Data excerpts ▸

────

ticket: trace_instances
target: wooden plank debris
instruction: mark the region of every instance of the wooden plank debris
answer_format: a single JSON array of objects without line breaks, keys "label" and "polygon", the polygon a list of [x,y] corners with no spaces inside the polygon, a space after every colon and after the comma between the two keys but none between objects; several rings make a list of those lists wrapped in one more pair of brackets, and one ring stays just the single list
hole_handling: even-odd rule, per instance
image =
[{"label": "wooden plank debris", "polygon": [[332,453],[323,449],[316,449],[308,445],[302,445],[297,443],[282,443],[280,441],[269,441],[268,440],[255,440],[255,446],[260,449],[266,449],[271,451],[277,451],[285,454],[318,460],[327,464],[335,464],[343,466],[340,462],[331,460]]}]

────

Task to complete ▸ Rewrite the rows above with "even-odd rule" changed to "nonzero winding rule" and every other part left as it is.

Answer to this exercise ▸
ticket: trace_instances
target: wooden plank debris
instruction: mark the region of every instance of the wooden plank debris
answer_format: a single JSON array of objects without line breaks, keys "label" and "polygon", the polygon a list of [x,y] corners with no spaces inside the polygon, a space after every colon and after the comma between the two keys but none between objects; several rings make a list of those lists wrapped in one more pair of brackets, and one ring stays just the single list
hole_handling: nonzero winding rule, per instance
image =
[{"label": "wooden plank debris", "polygon": [[332,453],[323,449],[316,449],[308,445],[302,445],[297,443],[282,443],[280,441],[269,441],[268,440],[255,440],[255,446],[260,449],[266,449],[271,451],[277,451],[285,454],[318,460],[327,464],[335,464],[343,466],[340,462],[331,460]]}]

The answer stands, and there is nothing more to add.